**EXERCISE PROMPT:** Reproduce verbatim the lines of the entries below, starting at the line that contains "# segment the groom's dark vest" and stopping after the line that contains "103], [167, 105]]".

# # # # # # #

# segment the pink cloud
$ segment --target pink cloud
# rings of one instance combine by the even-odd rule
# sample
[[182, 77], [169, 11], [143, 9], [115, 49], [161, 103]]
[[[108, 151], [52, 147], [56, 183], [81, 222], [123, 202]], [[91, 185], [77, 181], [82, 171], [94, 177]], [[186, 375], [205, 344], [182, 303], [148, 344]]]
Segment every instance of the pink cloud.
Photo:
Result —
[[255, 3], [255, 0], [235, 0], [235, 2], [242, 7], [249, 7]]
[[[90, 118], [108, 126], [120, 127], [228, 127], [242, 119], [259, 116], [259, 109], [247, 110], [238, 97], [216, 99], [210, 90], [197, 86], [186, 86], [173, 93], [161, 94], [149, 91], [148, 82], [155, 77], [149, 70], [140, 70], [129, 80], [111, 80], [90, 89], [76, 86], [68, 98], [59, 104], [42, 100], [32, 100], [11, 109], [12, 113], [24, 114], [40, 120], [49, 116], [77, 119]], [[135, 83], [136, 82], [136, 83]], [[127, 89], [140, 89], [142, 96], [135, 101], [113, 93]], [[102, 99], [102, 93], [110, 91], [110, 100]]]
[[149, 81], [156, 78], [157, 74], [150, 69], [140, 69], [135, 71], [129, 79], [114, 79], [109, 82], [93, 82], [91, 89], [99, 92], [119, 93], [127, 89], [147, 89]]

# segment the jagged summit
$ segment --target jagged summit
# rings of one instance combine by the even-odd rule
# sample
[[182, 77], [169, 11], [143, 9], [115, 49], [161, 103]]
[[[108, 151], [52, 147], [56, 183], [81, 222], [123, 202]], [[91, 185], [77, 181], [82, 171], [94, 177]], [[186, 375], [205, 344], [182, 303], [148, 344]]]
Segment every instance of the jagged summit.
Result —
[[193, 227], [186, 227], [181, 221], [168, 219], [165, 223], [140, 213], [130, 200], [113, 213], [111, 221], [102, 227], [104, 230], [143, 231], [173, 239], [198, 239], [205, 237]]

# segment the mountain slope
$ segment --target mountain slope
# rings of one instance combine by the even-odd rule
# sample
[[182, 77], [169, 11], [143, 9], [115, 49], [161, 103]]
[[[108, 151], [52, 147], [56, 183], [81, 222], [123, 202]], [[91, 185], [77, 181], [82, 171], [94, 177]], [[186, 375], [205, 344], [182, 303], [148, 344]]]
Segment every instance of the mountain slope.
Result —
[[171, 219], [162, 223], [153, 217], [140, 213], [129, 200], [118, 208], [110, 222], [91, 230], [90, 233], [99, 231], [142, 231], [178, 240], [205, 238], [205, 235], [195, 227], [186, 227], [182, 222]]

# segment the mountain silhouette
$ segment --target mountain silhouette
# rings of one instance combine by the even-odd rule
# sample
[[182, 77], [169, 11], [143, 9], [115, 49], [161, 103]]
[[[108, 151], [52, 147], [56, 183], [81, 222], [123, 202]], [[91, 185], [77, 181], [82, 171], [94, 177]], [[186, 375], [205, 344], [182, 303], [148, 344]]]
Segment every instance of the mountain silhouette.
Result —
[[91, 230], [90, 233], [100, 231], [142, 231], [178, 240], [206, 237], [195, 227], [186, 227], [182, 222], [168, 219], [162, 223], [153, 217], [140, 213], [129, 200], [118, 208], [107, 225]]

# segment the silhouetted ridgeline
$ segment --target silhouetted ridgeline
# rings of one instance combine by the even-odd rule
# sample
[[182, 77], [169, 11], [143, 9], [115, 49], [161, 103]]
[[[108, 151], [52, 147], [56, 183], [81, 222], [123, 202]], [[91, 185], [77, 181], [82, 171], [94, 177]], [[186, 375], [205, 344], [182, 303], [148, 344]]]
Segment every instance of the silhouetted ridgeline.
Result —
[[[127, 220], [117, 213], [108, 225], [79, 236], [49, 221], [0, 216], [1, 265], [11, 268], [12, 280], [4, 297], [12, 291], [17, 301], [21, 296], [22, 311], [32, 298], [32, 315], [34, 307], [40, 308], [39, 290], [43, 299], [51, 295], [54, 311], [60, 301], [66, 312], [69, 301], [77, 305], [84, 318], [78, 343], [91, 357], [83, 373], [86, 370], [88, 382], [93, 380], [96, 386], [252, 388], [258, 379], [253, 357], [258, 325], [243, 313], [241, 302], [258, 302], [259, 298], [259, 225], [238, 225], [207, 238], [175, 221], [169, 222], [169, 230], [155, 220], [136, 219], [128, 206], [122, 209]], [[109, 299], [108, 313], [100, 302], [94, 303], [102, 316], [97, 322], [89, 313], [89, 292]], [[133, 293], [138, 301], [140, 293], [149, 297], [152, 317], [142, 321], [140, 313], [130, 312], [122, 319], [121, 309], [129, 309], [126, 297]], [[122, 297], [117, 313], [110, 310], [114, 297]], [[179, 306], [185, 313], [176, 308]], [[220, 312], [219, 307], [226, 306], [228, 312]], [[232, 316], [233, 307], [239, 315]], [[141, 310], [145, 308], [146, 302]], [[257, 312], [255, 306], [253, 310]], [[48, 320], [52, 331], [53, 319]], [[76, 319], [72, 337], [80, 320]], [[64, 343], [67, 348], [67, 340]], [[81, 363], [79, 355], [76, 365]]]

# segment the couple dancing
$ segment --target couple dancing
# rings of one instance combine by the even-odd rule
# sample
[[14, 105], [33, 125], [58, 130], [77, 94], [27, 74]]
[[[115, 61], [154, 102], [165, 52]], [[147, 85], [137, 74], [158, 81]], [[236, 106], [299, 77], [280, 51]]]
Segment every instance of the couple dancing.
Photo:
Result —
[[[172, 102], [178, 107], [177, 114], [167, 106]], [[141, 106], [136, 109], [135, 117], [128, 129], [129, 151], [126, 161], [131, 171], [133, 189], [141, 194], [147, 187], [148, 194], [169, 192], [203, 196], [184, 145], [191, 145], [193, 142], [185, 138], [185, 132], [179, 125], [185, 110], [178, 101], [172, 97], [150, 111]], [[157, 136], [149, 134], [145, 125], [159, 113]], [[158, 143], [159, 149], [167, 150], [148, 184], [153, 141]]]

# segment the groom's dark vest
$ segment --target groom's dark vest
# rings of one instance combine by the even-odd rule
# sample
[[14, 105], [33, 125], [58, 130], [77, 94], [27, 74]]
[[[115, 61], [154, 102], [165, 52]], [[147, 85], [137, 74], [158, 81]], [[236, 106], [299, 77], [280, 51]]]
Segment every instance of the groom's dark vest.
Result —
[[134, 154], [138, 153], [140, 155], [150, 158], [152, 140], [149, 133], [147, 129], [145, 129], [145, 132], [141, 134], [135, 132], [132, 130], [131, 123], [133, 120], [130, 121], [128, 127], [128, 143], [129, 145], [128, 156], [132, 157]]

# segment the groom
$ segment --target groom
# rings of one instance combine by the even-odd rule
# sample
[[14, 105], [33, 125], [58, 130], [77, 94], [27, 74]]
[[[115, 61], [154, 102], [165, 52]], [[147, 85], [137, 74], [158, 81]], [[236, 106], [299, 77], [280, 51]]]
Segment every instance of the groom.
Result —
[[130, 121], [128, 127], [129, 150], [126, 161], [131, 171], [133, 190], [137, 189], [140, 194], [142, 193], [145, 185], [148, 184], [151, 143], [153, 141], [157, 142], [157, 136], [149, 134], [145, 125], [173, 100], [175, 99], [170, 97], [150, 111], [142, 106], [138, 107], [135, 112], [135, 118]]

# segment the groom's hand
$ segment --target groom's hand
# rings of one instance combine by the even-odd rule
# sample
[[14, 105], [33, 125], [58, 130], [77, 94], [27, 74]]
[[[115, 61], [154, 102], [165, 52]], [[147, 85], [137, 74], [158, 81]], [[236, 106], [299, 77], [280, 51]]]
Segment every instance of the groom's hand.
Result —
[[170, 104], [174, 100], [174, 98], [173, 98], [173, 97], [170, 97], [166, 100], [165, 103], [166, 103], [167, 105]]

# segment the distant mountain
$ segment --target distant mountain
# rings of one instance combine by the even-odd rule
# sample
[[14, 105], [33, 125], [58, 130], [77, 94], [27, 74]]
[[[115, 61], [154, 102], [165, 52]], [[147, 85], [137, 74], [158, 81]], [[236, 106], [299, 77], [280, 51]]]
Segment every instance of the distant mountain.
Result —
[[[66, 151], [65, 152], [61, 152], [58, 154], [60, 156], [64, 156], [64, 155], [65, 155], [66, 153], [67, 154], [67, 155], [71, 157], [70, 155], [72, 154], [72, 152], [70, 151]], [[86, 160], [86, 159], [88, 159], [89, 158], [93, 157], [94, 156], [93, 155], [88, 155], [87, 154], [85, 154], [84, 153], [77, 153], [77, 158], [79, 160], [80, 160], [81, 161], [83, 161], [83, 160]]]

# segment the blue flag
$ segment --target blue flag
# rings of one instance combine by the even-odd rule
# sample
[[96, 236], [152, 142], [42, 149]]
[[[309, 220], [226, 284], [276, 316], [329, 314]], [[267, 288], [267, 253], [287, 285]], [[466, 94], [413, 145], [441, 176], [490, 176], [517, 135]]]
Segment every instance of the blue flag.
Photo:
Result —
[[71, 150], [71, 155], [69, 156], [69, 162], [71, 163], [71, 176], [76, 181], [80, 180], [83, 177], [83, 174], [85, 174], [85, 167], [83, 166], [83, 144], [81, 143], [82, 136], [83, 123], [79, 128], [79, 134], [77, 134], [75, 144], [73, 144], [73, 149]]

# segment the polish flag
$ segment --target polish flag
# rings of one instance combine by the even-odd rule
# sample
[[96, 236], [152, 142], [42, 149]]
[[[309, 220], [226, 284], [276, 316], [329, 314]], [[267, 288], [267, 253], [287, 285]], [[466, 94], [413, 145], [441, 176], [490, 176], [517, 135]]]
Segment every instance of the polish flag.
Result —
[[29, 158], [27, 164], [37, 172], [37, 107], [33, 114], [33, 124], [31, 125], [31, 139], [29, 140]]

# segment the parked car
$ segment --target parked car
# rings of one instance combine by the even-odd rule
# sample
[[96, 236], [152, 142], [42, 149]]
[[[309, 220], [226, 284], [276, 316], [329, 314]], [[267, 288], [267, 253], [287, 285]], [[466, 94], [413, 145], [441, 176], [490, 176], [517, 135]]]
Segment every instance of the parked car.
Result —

# # # # # # #

**REPLY TO THE EXERCISE:**
# segment the groom's dark vest
$ segment --target groom's dark vest
# rings of one instance combine by the even-odd rule
# sample
[[14, 105], [33, 125], [58, 130], [77, 94], [27, 74]]
[[[115, 61], [154, 102], [165, 52]], [[147, 85], [137, 74], [158, 81]], [[236, 106], [299, 77], [280, 51]]]
Segment every instance of the groom's dark vest.
Result —
[[134, 154], [138, 153], [140, 155], [150, 158], [152, 140], [149, 133], [147, 129], [145, 129], [145, 132], [141, 134], [135, 132], [132, 130], [131, 123], [133, 120], [130, 121], [128, 127], [128, 143], [129, 145], [128, 156], [132, 157]]

# segment the groom
$ segment --target groom
# rings of one instance combine by the even-odd rule
# sample
[[14, 105], [33, 125], [58, 130], [77, 94], [27, 74]]
[[[115, 61], [154, 102], [165, 52]], [[147, 85], [137, 74], [158, 81]], [[236, 106], [299, 77], [280, 51]]]
Segment every instance of the groom.
Result —
[[130, 121], [128, 127], [129, 150], [126, 161], [131, 171], [133, 190], [137, 189], [140, 194], [142, 193], [145, 185], [148, 184], [151, 143], [153, 141], [157, 142], [157, 136], [149, 134], [145, 125], [173, 100], [175, 99], [170, 97], [150, 111], [142, 106], [138, 107], [135, 112], [135, 118]]

# segment the groom's hand
$ segment --target groom's hand
# rings of one instance combine by the even-odd rule
# sample
[[14, 105], [33, 125], [58, 130], [77, 94], [27, 74]]
[[[115, 61], [154, 102], [165, 52]], [[147, 85], [137, 74], [158, 81]], [[236, 106], [299, 77], [280, 51]]]
Segment every instance of the groom's hand.
Result —
[[170, 104], [174, 100], [174, 98], [173, 98], [173, 97], [170, 97], [166, 100], [165, 103], [166, 103], [167, 105]]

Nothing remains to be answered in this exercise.